# start of Selected extract
# Azimuthal anisotropy of charged particles with transverse momentum up to   100 GeV in PbPb collisions at sqrt(s[NN]) = 5.02 TeV

**Authors:** CMS Collaboration

arXiv: 1702.00630 · 2017-12-05

## TL;DR

This paper measures azimuthal anisotropy coefficients v2 and v3 of charged particles in PbPb collisions at 5.02 TeV across a wide transverse momentum range, providing insights into parton energy loss and initial-state fluctuations.

## Contribution

It presents the first detailed measurement of v2 and v3 at high pT up to 100 GeV in PbPb collisions, comparing different analysis methods and constraining theoretical models.
# end of Selected extract
# start of Data listing
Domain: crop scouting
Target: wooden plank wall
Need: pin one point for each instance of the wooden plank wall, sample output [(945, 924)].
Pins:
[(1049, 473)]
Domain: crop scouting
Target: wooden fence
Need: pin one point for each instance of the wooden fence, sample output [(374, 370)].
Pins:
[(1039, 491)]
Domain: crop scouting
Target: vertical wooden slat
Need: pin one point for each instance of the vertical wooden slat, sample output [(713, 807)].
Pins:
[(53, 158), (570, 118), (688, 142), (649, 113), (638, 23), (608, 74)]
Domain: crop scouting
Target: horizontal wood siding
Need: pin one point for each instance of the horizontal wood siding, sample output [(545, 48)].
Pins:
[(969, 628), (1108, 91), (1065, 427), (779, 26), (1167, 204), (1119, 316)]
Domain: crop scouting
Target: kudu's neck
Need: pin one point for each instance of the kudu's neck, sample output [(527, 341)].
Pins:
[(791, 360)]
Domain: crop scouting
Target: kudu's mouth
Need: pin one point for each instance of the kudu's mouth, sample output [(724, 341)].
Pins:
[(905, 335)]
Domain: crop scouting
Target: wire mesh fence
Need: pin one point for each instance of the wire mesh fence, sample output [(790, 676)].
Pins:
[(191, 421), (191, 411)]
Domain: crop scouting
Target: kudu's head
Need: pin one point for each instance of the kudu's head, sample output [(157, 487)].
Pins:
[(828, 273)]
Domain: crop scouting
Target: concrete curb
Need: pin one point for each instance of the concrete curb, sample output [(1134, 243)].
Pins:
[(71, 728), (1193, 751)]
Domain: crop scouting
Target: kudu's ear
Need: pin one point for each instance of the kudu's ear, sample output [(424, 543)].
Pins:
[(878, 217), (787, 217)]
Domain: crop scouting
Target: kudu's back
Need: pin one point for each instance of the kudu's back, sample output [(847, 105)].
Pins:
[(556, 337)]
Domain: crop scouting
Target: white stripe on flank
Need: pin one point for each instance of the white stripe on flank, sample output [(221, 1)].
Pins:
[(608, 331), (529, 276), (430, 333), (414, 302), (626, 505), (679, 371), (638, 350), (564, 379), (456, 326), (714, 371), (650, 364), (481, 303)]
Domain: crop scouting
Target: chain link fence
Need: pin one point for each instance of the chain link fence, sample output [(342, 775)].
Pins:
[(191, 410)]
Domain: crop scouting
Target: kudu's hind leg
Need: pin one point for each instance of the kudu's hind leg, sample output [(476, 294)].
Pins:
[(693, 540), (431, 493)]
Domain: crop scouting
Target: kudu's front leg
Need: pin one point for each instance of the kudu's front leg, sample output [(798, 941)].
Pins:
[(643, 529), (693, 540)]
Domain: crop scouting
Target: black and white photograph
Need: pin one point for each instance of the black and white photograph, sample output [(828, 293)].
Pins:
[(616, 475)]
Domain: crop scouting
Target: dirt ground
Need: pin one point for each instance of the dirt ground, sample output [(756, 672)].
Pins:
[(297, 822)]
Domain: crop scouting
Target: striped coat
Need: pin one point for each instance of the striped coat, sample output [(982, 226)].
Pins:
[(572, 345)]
# end of Data listing
| Tasks |
a: Summarize the CMS anisotropy paper summary in two sentences.
b: List every action that the Contribution section of the CMS anisotropy paper summary credits to the work.
c: Write the next section of the CMS anisotropy paper summary, picking up after the Contribution section.

| Answers to the exercises |
a: The CMS Collaboration measures the azimuthal anisotropy coefficients v2 and v3 of charged particles in PbPb collisions at 5.02 TeV over a wide transverse momentum range, giving the first detailed measurement at high pT up to 100 GeV. The work gives insight into parton energy loss and initial-state fluctuations, compares different analysis methods, and constrains theoretical models.

b:
- Presents the first detailed measurement of v2 and v3 at high pT up to 100 GeV in PbPb collisions
- Compares different analysis methods
- Constrains theoretical models

c:
## Key findings

- v2 remains positive up to 60-80 GeV across centralities
- v3 tends to zero for pT ≥ 20 GeV
- Results constrain models of parton energy loss and initial fluctuations

## Abstract

The Fourier coefficients v[2] and v[3] characterizing the anisotropy of the azimuthal distribution of charged particles produced in PbPb collisions at sqrt(s[NN]) = 5.02 TeV are measured with data collected by the CMS experiment. The measurements cover a broad transverse momentum range, 1 < pT < 100 GeV. The analysis focuses on pT > 10 GeV range, where anisotropic azimuthal distributions should reflect the path-length dependence of parton energy loss in the created medium. Results are presented in several bins of PbPb collision centrality, spanning the 60% most central events. The v[2] coefficient is measured with the scalar product and the multiparticle cumulant methods, which have different sensitivities to the initial-state fluctuations. The values of both methods remain positive up to pT of about 60-80 GeV, in all examined centrality classes. The v[3] coefficient, only measured with the scalar product method, tends to zero for pT greater than or equal to 20 GeV. Comparisons between theoretical calculations and data provide new constraints on the path-length dependence of parton energy loss in heavy ion collisions and highlight the importance of the initial-state fluctuations.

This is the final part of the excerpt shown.